======== Vorgegebener Text
# Vorbau für Woom -- sehr kurzer 1"-Schaft!



## tjm_ (13. Mai 2020)

Moin zusammen,

für mein Kind steht ein Woom 4 bereit, das von der Rahmenhöhe auch schon passen könnte. Allerdings ist dann der Lenker viel zu hoch. Ich habe nun nach flach bauenden Vorbauten gesucht, aber nur sehr wenig gefunden. Vielleicht habt ihr ja noch eine Idee.

Die Eckdaten sind:

1"-Gabelschaft, nur 26mm freie Länge
Lenkerdurchmesser 25,4mm, 31,8mm ginge aber auch
Vorbaulänge um 40mm
Der Vorbau soll möglichst niedrig bauen, am besten zum Lenker hin etwas abgesenkt sein
Auf dem Weg aus Asien zu mir ist bereits dieser Vorbau: https://www.amazon.de/Lixada-Fahrrad-Vorbau-Aluminiumlegierung-Balance/dp/B084SPKDG8/, der mit einem Adapter für den Gabelschaft eigentlich passen müsste. Aber der leider grottenhässlich und eines Woom unwürdig ist.
================
Aufgabe A: Schreibe den Abschnitt des vorgegebenen Texts von „für mein Kind“ bis einschließlich „Woom unwürdig ist.“ erneut ab und tausche dabei „Woom“ gegen „Kubikes“ aus.
======== Auflistung
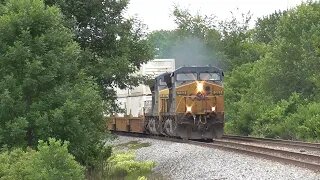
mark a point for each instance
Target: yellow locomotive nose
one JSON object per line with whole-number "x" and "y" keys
{"x": 199, "y": 86}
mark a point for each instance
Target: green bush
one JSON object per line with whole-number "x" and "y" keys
{"x": 124, "y": 165}
{"x": 50, "y": 162}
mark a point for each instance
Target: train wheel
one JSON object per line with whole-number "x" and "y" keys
{"x": 152, "y": 126}
{"x": 218, "y": 131}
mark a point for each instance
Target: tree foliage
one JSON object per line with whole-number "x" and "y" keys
{"x": 113, "y": 46}
{"x": 51, "y": 161}
{"x": 44, "y": 92}
{"x": 272, "y": 79}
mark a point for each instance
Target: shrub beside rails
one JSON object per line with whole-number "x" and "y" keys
{"x": 186, "y": 103}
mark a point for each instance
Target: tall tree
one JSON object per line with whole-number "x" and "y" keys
{"x": 43, "y": 90}
{"x": 114, "y": 47}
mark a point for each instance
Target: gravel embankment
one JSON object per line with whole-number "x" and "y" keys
{"x": 279, "y": 147}
{"x": 183, "y": 161}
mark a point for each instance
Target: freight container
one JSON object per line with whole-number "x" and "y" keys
{"x": 138, "y": 100}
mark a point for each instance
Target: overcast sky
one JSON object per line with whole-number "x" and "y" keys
{"x": 157, "y": 14}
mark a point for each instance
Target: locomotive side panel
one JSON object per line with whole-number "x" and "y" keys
{"x": 136, "y": 125}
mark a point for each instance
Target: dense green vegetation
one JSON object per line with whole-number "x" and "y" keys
{"x": 272, "y": 81}
{"x": 59, "y": 61}
{"x": 51, "y": 161}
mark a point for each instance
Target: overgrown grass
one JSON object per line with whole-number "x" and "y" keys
{"x": 124, "y": 166}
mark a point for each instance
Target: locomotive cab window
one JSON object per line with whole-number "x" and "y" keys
{"x": 162, "y": 83}
{"x": 187, "y": 77}
{"x": 210, "y": 76}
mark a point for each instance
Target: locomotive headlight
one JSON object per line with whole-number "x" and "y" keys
{"x": 189, "y": 109}
{"x": 199, "y": 86}
{"x": 213, "y": 108}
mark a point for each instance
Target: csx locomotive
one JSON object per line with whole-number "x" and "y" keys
{"x": 186, "y": 103}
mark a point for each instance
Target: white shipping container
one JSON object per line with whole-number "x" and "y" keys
{"x": 138, "y": 100}
{"x": 152, "y": 68}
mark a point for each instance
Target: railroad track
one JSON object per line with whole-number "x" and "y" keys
{"x": 304, "y": 160}
{"x": 303, "y": 146}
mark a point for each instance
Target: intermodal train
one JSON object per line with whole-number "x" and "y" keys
{"x": 186, "y": 103}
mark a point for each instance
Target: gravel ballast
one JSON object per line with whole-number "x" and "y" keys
{"x": 184, "y": 161}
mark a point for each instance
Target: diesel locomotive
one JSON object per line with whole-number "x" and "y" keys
{"x": 186, "y": 103}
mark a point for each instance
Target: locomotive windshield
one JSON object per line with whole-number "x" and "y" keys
{"x": 210, "y": 77}
{"x": 187, "y": 77}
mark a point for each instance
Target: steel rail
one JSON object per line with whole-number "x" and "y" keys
{"x": 278, "y": 142}
{"x": 307, "y": 161}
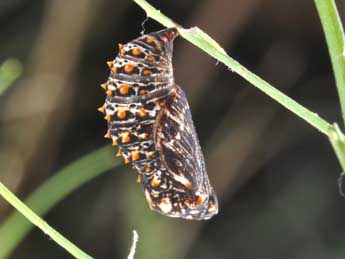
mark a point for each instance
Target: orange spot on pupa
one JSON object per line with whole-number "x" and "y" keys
{"x": 110, "y": 64}
{"x": 121, "y": 113}
{"x": 123, "y": 89}
{"x": 101, "y": 109}
{"x": 149, "y": 39}
{"x": 107, "y": 135}
{"x": 104, "y": 85}
{"x": 188, "y": 185}
{"x": 142, "y": 112}
{"x": 151, "y": 153}
{"x": 115, "y": 143}
{"x": 143, "y": 136}
{"x": 126, "y": 137}
{"x": 109, "y": 92}
{"x": 199, "y": 200}
{"x": 126, "y": 160}
{"x": 135, "y": 155}
{"x": 150, "y": 58}
{"x": 114, "y": 70}
{"x": 107, "y": 117}
{"x": 136, "y": 52}
{"x": 146, "y": 72}
{"x": 154, "y": 182}
{"x": 122, "y": 50}
{"x": 129, "y": 68}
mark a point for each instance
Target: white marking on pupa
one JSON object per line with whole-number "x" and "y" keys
{"x": 183, "y": 180}
{"x": 165, "y": 205}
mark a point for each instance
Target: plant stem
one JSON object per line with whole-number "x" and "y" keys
{"x": 334, "y": 33}
{"x": 30, "y": 215}
{"x": 337, "y": 139}
{"x": 211, "y": 47}
{"x": 56, "y": 188}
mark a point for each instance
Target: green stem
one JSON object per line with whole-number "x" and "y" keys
{"x": 30, "y": 215}
{"x": 335, "y": 38}
{"x": 211, "y": 47}
{"x": 10, "y": 70}
{"x": 56, "y": 188}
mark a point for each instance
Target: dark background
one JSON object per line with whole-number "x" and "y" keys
{"x": 275, "y": 176}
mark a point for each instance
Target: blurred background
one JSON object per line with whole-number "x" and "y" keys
{"x": 275, "y": 176}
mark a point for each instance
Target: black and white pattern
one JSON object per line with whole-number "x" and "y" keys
{"x": 149, "y": 119}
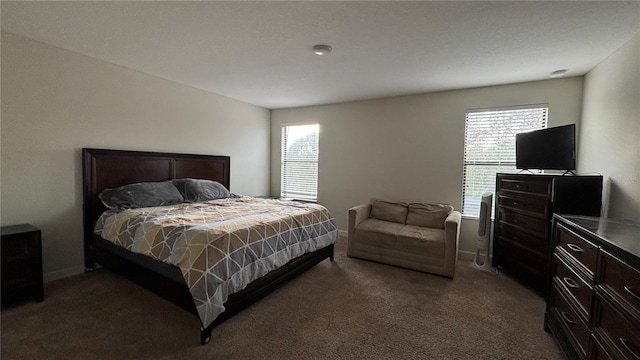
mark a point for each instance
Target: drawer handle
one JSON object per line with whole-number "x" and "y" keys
{"x": 627, "y": 345}
{"x": 570, "y": 282}
{"x": 575, "y": 248}
{"x": 567, "y": 317}
{"x": 629, "y": 289}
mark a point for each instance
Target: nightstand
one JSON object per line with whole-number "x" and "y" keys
{"x": 21, "y": 263}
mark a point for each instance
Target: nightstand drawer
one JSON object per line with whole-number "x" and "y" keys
{"x": 534, "y": 207}
{"x": 571, "y": 322}
{"x": 21, "y": 265}
{"x": 526, "y": 223}
{"x": 620, "y": 333}
{"x": 14, "y": 248}
{"x": 620, "y": 279}
{"x": 574, "y": 285}
{"x": 16, "y": 272}
{"x": 535, "y": 243}
{"x": 583, "y": 251}
{"x": 539, "y": 188}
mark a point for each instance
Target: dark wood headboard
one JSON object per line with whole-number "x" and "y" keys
{"x": 102, "y": 169}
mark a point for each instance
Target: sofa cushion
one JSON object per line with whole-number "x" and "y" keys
{"x": 428, "y": 215}
{"x": 377, "y": 233}
{"x": 428, "y": 242}
{"x": 388, "y": 210}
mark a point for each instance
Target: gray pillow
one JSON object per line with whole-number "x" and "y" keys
{"x": 139, "y": 195}
{"x": 198, "y": 190}
{"x": 428, "y": 215}
{"x": 393, "y": 211}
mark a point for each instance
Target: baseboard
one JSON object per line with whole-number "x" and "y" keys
{"x": 60, "y": 274}
{"x": 466, "y": 255}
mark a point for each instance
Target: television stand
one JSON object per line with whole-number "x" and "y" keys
{"x": 525, "y": 204}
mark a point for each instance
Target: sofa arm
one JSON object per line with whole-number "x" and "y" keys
{"x": 357, "y": 214}
{"x": 452, "y": 236}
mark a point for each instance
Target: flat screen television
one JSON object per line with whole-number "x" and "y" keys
{"x": 547, "y": 149}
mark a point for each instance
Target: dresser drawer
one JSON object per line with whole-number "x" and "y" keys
{"x": 576, "y": 330}
{"x": 537, "y": 188}
{"x": 620, "y": 279}
{"x": 583, "y": 251}
{"x": 17, "y": 272}
{"x": 620, "y": 333}
{"x": 533, "y": 207}
{"x": 538, "y": 227}
{"x": 15, "y": 248}
{"x": 526, "y": 259}
{"x": 597, "y": 350}
{"x": 574, "y": 285}
{"x": 513, "y": 234}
================
Aufgabe B: Zeige jede Zeile der Auflistung, die das Wort „locomotive“ enthält. Achte dabei auf Groß- und Kleinschreibung.

Richtige Antwort A:
für mein Kind steht ein Kubikes 4 bereit, das von der Rahmenhöhe auch schon passen könnte. Allerdings ist dann der Lenker viel zu hoch. Ich habe nun nach flach bauenden Vorbauten gesucht, aber nur sehr wenig gefunden. Vielleicht habt ihr ja noch eine Idee.

Die Eckdaten sind:

1"-Gabelschaft, nur 26mm freie Länge
Lenkerdurchmesser 25,4mm, 31,8mm ginge aber auch
Vorbaulänge um 40mm
Der Vorbau soll möglichst niedrig bauen, am besten zum Lenker hin etwas abgesenkt sein
Auf dem Weg aus Asien zu mir ist bereits dieser Vorbau: https://www.amazon.de/Lixada-Fahrrad-Vorbau-Aluminiumlegierung-Balance/dp/B084SPKDG8/, der mit einem Adapter für den Gabelschaft eigentlich passen müsste. Aber der leider grottenhässlich und eines Kubikes unwürdig ist.

Richtige Antwort B:
Target: yellow locomotive nose
Target: locomotive side panel
Target: locomotive cab window
Target: locomotive headlight
Target: csx locomotive
Target: diesel locomotive
Target: locomotive windshield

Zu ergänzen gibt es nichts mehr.